- INSTRUCTION 1 -
In the garden photography award article, which Photoshop blending mode did June Sharpe use on her winning image?
- INSTRUCTION 2 -
Rewrite the garden photography award article from "The 2024 International" up to and including "abstract, wallpaper-like pattern.", changing "overall" to "grand".
- INSTRUCTION 3 -
Extend the article on the 2024 garden photography awards, carrying it on from its last sentence.

The 2024 International Garden Photographer of the Year award winners are revealed
Birdscape by June Sharpe was the overall winner, as well as the winner in the Abstract Views category(Image credit: June Sharpe / International Garden Photographer of the Year)
June Sharpe has won the overall prize in the annual International Garden Photographer of the Year contest, which is now in its 17th year. Her inventive image, was of a conifer trees shot in a Kent, England - but transformed into an abstract, wallpaper-like pattern.
"The layered branches of this conifer reminded me of the dancing cranes often featured in Japanese woodcuts," she tells us. But the effect, which also won her the 7iM Abstract Views category was achieved in Photoshop. "I added a fill layer and used exclusion blending mode to alter the colors and enhance the feeling of movement and sense of the ‘birds’ dancing in a fantasy woodland".

- INFORMATION SUPPLIED -

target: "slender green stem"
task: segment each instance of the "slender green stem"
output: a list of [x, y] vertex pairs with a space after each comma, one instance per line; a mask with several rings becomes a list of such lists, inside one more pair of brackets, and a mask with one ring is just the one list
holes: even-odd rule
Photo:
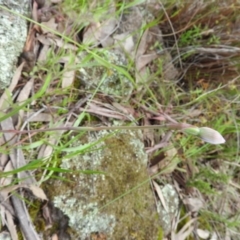
[[34, 130], [15, 130], [15, 129], [4, 129], [0, 130], [0, 133], [12, 132], [16, 134], [23, 133], [36, 133], [36, 132], [54, 132], [54, 131], [101, 131], [101, 130], [142, 130], [142, 129], [158, 129], [158, 128], [168, 128], [171, 130], [181, 130], [191, 125], [185, 123], [171, 123], [163, 125], [147, 125], [147, 126], [100, 126], [100, 127], [55, 127], [46, 129], [34, 129]]

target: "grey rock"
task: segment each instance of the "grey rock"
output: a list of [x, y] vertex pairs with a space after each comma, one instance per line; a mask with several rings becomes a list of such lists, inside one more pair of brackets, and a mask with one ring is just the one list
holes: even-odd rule
[[0, 0], [0, 89], [6, 88], [12, 80], [20, 53], [27, 37], [27, 21], [17, 14], [29, 15], [28, 0]]

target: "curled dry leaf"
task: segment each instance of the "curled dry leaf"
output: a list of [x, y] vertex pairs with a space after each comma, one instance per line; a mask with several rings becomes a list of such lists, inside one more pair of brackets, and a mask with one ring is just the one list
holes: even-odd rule
[[28, 188], [32, 191], [32, 193], [37, 197], [40, 198], [41, 200], [48, 200], [47, 196], [45, 195], [44, 191], [36, 186], [36, 185], [29, 185]]

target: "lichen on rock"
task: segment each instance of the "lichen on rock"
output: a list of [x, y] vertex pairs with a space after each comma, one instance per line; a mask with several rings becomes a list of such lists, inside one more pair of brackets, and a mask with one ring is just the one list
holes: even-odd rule
[[[8, 7], [17, 14], [29, 14], [29, 1], [4, 1], [0, 5]], [[0, 9], [0, 89], [6, 88], [16, 70], [20, 53], [27, 37], [27, 21], [18, 15]]]
[[108, 239], [157, 239], [159, 219], [148, 184], [147, 155], [138, 131], [88, 133], [97, 142], [83, 154], [65, 158], [61, 167], [105, 174], [66, 174], [71, 183], [53, 185], [55, 207], [68, 217], [75, 239], [104, 233]]

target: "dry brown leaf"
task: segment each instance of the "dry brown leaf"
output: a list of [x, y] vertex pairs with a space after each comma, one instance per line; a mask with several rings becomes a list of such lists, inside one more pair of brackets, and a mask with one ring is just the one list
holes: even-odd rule
[[[148, 42], [148, 29], [143, 33], [141, 41], [138, 45], [138, 49], [136, 52], [136, 60], [141, 57], [147, 50], [147, 42]], [[136, 62], [135, 62], [136, 63]]]
[[[189, 220], [178, 233], [175, 233], [175, 231], [172, 231], [171, 233], [171, 239], [172, 240], [185, 240], [192, 232], [194, 229], [193, 224], [195, 223], [196, 219], [193, 218]], [[176, 224], [178, 225], [178, 224]]]
[[92, 22], [84, 31], [83, 43], [87, 45], [99, 44], [100, 37], [101, 37], [101, 24], [99, 22]]
[[45, 195], [45, 193], [44, 193], [44, 191], [40, 188], [40, 187], [38, 187], [38, 186], [36, 186], [36, 185], [33, 185], [33, 184], [31, 184], [31, 185], [29, 185], [29, 186], [27, 186], [31, 191], [32, 191], [32, 193], [37, 197], [37, 198], [40, 198], [41, 200], [48, 200], [48, 198], [47, 198], [47, 196]]
[[51, 30], [56, 31], [57, 26], [58, 26], [58, 24], [55, 23], [55, 18], [51, 18], [49, 21], [42, 22], [41, 24], [43, 25], [43, 27], [42, 27], [43, 34], [51, 33]]
[[13, 216], [8, 211], [6, 211], [6, 225], [10, 232], [12, 240], [18, 240], [17, 229], [16, 225], [14, 224]]
[[63, 49], [70, 49], [70, 50], [74, 50], [74, 51], [77, 51], [77, 49], [78, 49], [73, 44], [65, 43], [63, 41], [63, 39], [60, 39], [59, 37], [56, 37], [56, 36], [50, 37], [50, 36], [45, 36], [45, 35], [39, 35], [37, 37], [37, 40], [39, 42], [41, 42], [42, 44], [48, 45], [48, 46], [54, 45], [54, 46], [58, 46], [58, 47], [63, 48]]
[[168, 208], [167, 208], [167, 205], [166, 205], [166, 202], [164, 200], [164, 197], [163, 197], [163, 194], [162, 194], [162, 191], [161, 191], [161, 188], [159, 187], [159, 185], [155, 182], [155, 181], [152, 181], [153, 183], [153, 186], [158, 194], [158, 197], [163, 205], [163, 208], [166, 212], [168, 212]]
[[44, 62], [47, 59], [47, 53], [50, 49], [49, 45], [43, 45], [43, 48], [41, 49], [39, 56], [38, 56], [38, 62]]
[[116, 49], [121, 50], [123, 48], [126, 53], [134, 52], [135, 43], [133, 41], [133, 36], [129, 33], [116, 34], [113, 39], [115, 40], [114, 45], [119, 45], [119, 48], [115, 47]]
[[[4, 166], [5, 166], [4, 167], [4, 172], [9, 172], [9, 171], [14, 170], [11, 161], [8, 161], [8, 163], [6, 165], [4, 165]], [[10, 175], [10, 176], [8, 176], [6, 178], [2, 177], [0, 179], [0, 186], [3, 187], [3, 186], [7, 186], [7, 185], [11, 184], [12, 179], [13, 179], [13, 175]], [[1, 193], [3, 194], [3, 192], [1, 192]], [[4, 197], [7, 197], [7, 194]]]
[[23, 67], [24, 67], [24, 63], [21, 63], [13, 75], [10, 86], [2, 94], [2, 96], [0, 98], [0, 109], [1, 110], [7, 109], [9, 107], [8, 93], [12, 93], [13, 89], [17, 86]]
[[28, 122], [51, 122], [53, 120], [52, 115], [49, 113], [39, 113], [34, 117], [29, 118], [29, 116], [34, 114], [34, 112], [30, 112], [28, 114], [25, 113], [22, 116], [23, 121], [25, 122], [27, 120]]
[[[76, 60], [74, 59], [74, 64], [76, 64]], [[75, 79], [75, 70], [68, 70], [68, 66], [72, 65], [72, 61], [70, 57], [68, 57], [67, 63], [64, 64], [64, 72], [62, 77], [62, 88], [70, 87]]]
[[140, 71], [143, 67], [145, 67], [147, 64], [155, 60], [157, 57], [158, 57], [157, 53], [151, 53], [151, 54], [139, 56], [138, 59], [136, 60], [137, 71]]
[[54, 233], [54, 234], [52, 235], [52, 240], [58, 240], [58, 236], [57, 236], [56, 233]]
[[210, 232], [209, 231], [206, 231], [206, 230], [202, 230], [200, 228], [198, 228], [196, 230], [197, 232], [197, 235], [201, 238], [201, 239], [209, 239], [210, 237]]
[[18, 95], [17, 102], [24, 102], [29, 98], [31, 90], [33, 88], [34, 79], [31, 78], [25, 86], [22, 88], [21, 92]]
[[199, 212], [199, 210], [203, 208], [203, 202], [199, 198], [189, 197], [183, 199], [183, 202], [191, 212]]

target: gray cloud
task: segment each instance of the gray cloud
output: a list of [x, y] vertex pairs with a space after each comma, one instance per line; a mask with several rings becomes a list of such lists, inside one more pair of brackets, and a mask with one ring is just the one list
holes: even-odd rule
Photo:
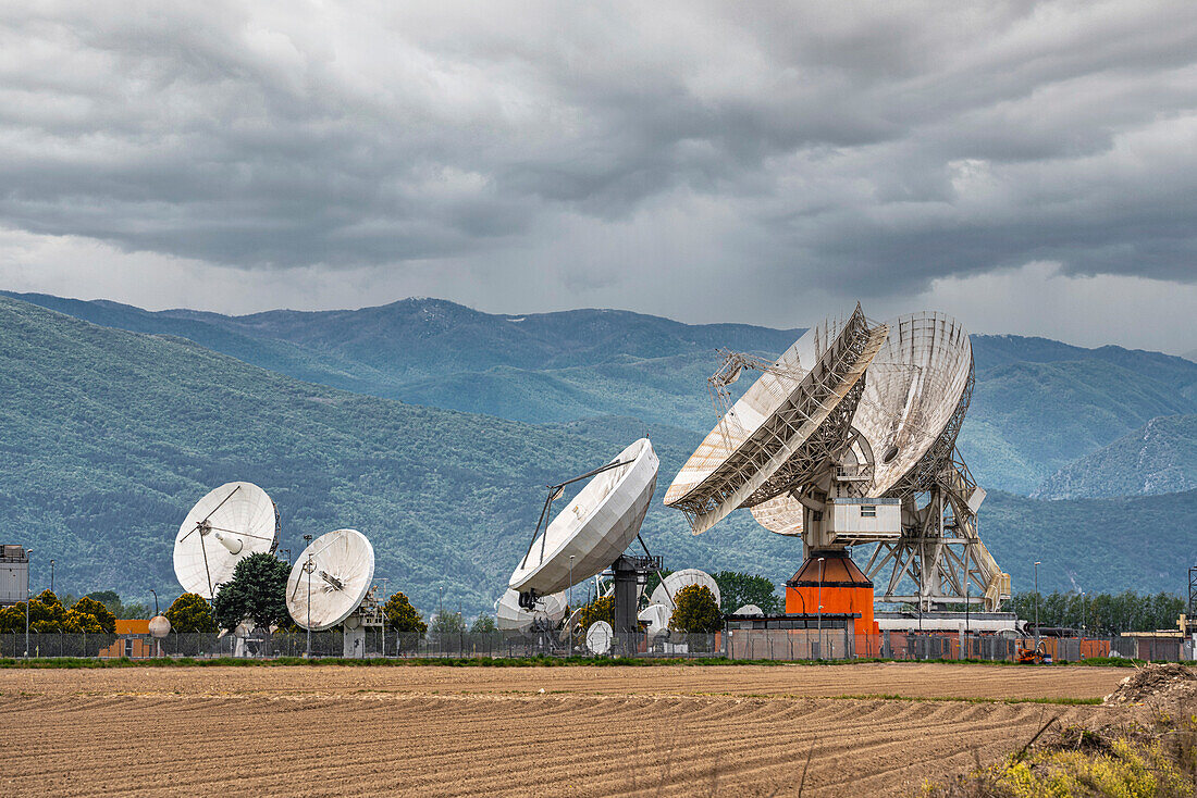
[[1197, 281], [1184, 2], [30, 4], [0, 53], [10, 231], [509, 307]]

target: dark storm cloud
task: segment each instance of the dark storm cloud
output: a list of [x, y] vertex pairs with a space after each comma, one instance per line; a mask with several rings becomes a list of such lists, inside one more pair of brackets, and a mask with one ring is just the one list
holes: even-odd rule
[[[0, 16], [10, 229], [354, 267], [545, 249], [569, 220], [652, 227], [699, 203], [721, 209], [728, 263], [795, 290], [910, 293], [1037, 260], [1197, 279], [1187, 4]], [[609, 245], [584, 243], [591, 262]], [[618, 280], [610, 255], [563, 281]]]

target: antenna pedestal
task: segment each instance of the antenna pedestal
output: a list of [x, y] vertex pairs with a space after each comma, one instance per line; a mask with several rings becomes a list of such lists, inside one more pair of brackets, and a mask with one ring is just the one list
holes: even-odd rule
[[615, 633], [636, 633], [640, 589], [648, 585], [650, 573], [661, 571], [661, 558], [624, 554], [610, 568], [615, 574]]

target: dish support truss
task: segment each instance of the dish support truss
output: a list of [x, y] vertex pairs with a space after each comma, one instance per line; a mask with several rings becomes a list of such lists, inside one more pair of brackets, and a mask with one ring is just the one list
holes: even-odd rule
[[[903, 534], [897, 541], [877, 543], [864, 568], [879, 589], [876, 601], [917, 604], [923, 610], [967, 602], [992, 613], [1010, 597], [1010, 574], [1002, 572], [978, 534], [977, 510], [985, 491], [955, 447], [973, 383], [970, 368], [968, 384], [943, 433], [886, 494], [903, 501]], [[928, 499], [922, 507], [920, 497]], [[911, 585], [915, 592], [901, 592]]]

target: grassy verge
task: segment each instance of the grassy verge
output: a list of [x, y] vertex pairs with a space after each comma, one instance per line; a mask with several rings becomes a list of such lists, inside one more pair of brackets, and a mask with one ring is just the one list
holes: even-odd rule
[[[1068, 668], [1068, 666], [1112, 666], [1112, 668], [1142, 668], [1147, 664], [1141, 659], [1125, 659], [1102, 657], [1086, 659], [1078, 663], [1053, 663], [1050, 665], [1034, 665], [1026, 663], [1014, 663], [1010, 660], [984, 660], [984, 659], [924, 659], [924, 664], [944, 665], [989, 665], [995, 668]], [[686, 665], [703, 668], [711, 665], [767, 665], [767, 666], [851, 666], [868, 663], [910, 663], [913, 660], [901, 659], [725, 659], [723, 657], [700, 658], [657, 658], [657, 657], [373, 657], [364, 659], [345, 659], [341, 657], [277, 657], [274, 659], [248, 659], [239, 657], [158, 657], [154, 659], [98, 659], [95, 657], [0, 657], [0, 668], [277, 668], [277, 666], [300, 666], [300, 665], [345, 665], [351, 668], [375, 668], [390, 666], [403, 668], [414, 665], [440, 665], [443, 668], [655, 668], [662, 665]]]
[[1146, 721], [1099, 729], [1062, 726], [1051, 718], [1017, 753], [988, 767], [978, 762], [972, 773], [949, 784], [926, 784], [923, 793], [924, 798], [1193, 798], [1197, 702], [1189, 698], [1155, 708]]

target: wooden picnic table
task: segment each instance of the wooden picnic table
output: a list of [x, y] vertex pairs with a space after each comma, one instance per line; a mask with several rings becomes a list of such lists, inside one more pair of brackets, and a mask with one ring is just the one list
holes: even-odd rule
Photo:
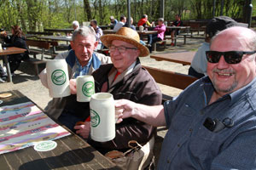
[[[3, 101], [0, 107], [32, 101], [17, 90], [8, 93], [13, 95], [0, 99]], [[37, 151], [31, 146], [0, 155], [1, 169], [119, 169], [84, 139], [70, 133], [55, 139], [57, 146], [49, 151]]]
[[7, 55], [15, 54], [23, 54], [26, 51], [26, 49], [21, 48], [15, 48], [15, 47], [9, 47], [9, 48], [6, 48], [6, 49], [0, 50], [0, 57], [3, 58], [3, 62], [6, 65], [9, 82], [12, 82], [13, 80], [12, 80], [12, 74], [10, 72], [10, 67], [9, 67]]
[[150, 55], [150, 58], [157, 61], [171, 61], [185, 65], [191, 65], [195, 51], [186, 51], [178, 53], [158, 54]]
[[113, 29], [114, 26], [98, 26], [100, 28], [102, 28], [102, 30], [106, 30], [106, 29]]
[[[113, 30], [103, 30], [103, 34], [115, 34], [116, 31], [113, 31]], [[157, 31], [137, 31], [137, 32], [140, 35], [149, 35], [149, 34], [157, 34]]]
[[45, 39], [45, 40], [53, 40], [53, 41], [66, 41], [66, 42], [72, 41], [72, 37], [67, 36], [42, 36], [42, 37], [38, 37], [38, 38]]

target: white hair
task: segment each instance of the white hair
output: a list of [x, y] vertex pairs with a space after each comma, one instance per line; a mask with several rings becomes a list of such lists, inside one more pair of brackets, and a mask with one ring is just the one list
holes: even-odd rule
[[76, 26], [79, 26], [79, 23], [77, 20], [73, 21], [72, 25]]

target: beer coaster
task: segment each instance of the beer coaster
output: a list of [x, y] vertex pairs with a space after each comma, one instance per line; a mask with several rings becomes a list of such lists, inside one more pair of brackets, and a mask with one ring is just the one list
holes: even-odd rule
[[84, 125], [84, 122], [76, 122], [76, 126], [79, 126], [79, 125]]
[[8, 97], [10, 97], [12, 96], [13, 94], [9, 94], [9, 93], [6, 93], [6, 94], [0, 94], [0, 98], [3, 99], [3, 98], [8, 98]]
[[42, 141], [37, 143], [34, 145], [34, 150], [37, 151], [49, 151], [55, 149], [57, 146], [57, 143], [51, 140]]

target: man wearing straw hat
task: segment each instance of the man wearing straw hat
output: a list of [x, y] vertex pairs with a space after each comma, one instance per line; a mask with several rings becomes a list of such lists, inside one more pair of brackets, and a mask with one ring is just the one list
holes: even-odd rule
[[[73, 115], [73, 112], [76, 112], [74, 109], [69, 108], [73, 100], [76, 100], [74, 90], [75, 79], [78, 76], [90, 75], [99, 68], [100, 65], [111, 63], [109, 57], [94, 52], [97, 44], [95, 31], [88, 26], [80, 26], [74, 31], [72, 36], [71, 46], [73, 49], [55, 57], [55, 60], [65, 59], [67, 63], [68, 76], [71, 79], [69, 81], [70, 88], [73, 94], [65, 98], [54, 98], [49, 102], [44, 110], [52, 118], [57, 120], [61, 115], [64, 116], [65, 114]], [[48, 88], [46, 69], [42, 71], [39, 77], [42, 84]], [[67, 116], [67, 122], [70, 121], [69, 118]], [[67, 124], [66, 126], [68, 127]]]
[[[140, 43], [137, 32], [122, 27], [115, 34], [102, 36], [101, 40], [104, 46], [109, 48], [113, 64], [102, 65], [93, 72], [96, 93], [108, 92], [113, 94], [114, 99], [126, 99], [149, 105], [161, 104], [161, 92], [151, 75], [142, 67], [138, 58], [148, 56], [149, 52]], [[90, 123], [75, 126], [74, 128], [77, 133], [88, 138]], [[145, 144], [154, 132], [155, 128], [152, 126], [131, 118], [116, 124], [116, 137], [113, 140], [100, 143], [89, 138], [88, 143], [102, 153], [113, 150], [125, 151], [129, 149], [130, 140]]]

- EXPECTED ANSWER 1 -
She used exclusion blending mode.

- EXPECTED ANSWER 2 -
The 2024 International Garden Photographer of the Year award winners are revealed
Birdscape by June Sharpe was the grand winner, as well as the winner in the Abstract Views category(Image credit: June Sharpe / International Garden Photographer of the Year)
June Sharpe has won the grand prize in the annual International Garden Photographer of the Year contest, which is now in its 17th year. Her inventive image, was of a conifer trees shot in a Kent, England - but transformed into an abstract, wallpaper-like pattern.

- EXPECTED ANSWER 3 -
The separate RPS Portfolio category prize was won by Annaick Guitteny with a sequence of six square images of close-ups of plants, covered in water droplets.
The eight other category winners are pictured below…
See the IGPOTY website for the full rundown of the winners and runners-up - and for details of this year's contest, which is now open for entries.
A selection of the current winners is currently on display at Kew Gardens in London until March 10, before moving on to Cambridge University Botanic Garden, where the exhibition will be on display from March 20 until May 7.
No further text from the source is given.